----- RECORDS SUPPLIED
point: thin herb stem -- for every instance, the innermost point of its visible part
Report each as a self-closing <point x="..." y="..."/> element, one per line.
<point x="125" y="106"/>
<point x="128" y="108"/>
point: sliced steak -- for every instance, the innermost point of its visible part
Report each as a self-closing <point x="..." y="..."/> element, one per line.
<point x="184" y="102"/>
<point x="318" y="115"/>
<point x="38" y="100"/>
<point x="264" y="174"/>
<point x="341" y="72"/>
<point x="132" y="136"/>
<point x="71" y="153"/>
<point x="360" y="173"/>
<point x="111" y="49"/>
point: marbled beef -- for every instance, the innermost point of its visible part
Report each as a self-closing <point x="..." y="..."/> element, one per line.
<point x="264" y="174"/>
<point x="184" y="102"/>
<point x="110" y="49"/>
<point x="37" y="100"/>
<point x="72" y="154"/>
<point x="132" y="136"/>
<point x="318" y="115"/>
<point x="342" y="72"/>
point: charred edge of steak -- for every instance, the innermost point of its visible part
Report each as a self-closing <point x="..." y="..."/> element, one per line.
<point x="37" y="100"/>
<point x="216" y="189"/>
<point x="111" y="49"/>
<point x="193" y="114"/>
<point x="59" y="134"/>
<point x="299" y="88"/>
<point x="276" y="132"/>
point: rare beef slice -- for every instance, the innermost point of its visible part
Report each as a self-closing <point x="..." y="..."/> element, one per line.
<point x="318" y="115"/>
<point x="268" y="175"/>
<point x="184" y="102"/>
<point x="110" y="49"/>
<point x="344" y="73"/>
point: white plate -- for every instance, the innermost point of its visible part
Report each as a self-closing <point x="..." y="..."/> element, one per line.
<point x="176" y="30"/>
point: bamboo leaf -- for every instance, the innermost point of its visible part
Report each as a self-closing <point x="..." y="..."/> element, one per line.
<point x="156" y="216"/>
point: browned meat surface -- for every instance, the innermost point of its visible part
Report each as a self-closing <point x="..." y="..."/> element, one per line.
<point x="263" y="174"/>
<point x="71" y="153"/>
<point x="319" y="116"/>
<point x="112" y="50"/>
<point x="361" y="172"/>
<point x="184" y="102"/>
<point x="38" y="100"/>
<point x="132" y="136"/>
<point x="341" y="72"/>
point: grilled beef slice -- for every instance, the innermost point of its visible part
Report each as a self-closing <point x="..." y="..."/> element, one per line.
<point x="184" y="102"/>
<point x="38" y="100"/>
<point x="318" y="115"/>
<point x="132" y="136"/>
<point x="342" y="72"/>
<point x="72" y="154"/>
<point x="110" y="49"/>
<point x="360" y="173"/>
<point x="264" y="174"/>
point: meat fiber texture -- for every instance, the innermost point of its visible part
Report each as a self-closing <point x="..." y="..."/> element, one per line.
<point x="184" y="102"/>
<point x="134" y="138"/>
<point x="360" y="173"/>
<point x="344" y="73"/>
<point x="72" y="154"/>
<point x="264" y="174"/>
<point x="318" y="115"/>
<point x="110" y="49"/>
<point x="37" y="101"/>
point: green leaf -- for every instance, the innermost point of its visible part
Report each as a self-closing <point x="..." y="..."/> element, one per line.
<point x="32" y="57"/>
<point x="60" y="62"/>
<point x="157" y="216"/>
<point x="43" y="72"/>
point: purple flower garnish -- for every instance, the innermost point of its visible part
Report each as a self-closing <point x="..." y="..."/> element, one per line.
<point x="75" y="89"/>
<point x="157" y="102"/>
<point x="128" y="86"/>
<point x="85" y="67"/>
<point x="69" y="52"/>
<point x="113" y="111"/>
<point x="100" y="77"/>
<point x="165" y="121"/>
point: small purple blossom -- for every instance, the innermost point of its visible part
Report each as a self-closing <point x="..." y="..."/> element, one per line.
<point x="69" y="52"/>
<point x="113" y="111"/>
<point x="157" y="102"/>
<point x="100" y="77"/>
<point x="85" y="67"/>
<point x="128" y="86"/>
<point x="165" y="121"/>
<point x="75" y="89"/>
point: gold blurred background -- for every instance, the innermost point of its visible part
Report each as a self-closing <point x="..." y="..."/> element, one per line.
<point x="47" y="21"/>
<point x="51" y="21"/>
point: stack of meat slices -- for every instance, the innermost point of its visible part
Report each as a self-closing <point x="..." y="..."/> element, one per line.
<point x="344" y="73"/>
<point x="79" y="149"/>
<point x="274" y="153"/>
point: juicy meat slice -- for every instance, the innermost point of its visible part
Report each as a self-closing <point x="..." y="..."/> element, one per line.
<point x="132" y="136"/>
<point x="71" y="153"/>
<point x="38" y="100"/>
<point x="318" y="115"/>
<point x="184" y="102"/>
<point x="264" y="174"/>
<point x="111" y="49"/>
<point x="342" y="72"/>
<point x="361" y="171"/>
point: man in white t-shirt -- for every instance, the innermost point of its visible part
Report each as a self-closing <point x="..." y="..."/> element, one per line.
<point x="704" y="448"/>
----------
----- RECORDS SUPPLIED
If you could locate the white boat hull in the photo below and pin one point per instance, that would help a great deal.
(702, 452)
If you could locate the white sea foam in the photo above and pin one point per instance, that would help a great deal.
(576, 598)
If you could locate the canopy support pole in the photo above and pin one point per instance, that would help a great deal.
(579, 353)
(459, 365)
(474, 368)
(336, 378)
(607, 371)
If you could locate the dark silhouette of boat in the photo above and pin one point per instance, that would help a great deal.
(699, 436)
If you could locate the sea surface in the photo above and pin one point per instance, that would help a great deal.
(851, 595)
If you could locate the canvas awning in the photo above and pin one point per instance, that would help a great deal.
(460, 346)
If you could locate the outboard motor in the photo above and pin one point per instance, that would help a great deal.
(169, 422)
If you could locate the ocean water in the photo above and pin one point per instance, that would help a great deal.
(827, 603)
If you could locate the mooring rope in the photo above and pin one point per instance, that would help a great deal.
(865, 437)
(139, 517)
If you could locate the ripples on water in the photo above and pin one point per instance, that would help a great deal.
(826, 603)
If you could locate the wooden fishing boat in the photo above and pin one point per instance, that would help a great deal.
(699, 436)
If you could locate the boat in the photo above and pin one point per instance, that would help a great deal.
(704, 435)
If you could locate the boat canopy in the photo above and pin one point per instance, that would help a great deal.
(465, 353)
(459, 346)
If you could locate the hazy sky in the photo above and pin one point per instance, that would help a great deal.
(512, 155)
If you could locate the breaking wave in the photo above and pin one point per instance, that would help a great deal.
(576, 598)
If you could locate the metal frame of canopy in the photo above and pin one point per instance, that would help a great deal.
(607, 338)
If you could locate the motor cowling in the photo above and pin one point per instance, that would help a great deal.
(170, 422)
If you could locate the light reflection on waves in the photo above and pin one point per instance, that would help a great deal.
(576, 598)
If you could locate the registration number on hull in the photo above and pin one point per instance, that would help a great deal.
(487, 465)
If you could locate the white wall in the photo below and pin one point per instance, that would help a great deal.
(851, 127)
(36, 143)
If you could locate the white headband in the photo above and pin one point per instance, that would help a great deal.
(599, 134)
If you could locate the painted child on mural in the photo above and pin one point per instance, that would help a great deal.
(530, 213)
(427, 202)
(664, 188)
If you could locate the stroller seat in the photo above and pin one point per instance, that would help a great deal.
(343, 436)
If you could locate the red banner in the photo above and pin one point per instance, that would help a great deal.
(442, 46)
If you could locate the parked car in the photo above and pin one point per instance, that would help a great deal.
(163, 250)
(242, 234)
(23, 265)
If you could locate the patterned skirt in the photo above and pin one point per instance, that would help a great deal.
----------
**WORK ORDER:** Starting with the line above that holds "point: bamboo leaf" and stopping with the line that holds "point: browned meat", reproduce each line exactly, omitting all other lines.

**WRITTEN SOLUTION:**
point: bamboo leaf -- for every instance, the innermost point of its visible part
Report each as a self-closing <point x="..." y="..."/> element, one per line.
<point x="156" y="216"/>
point: browned meat surface -- for every instance, the innermost point of its visible part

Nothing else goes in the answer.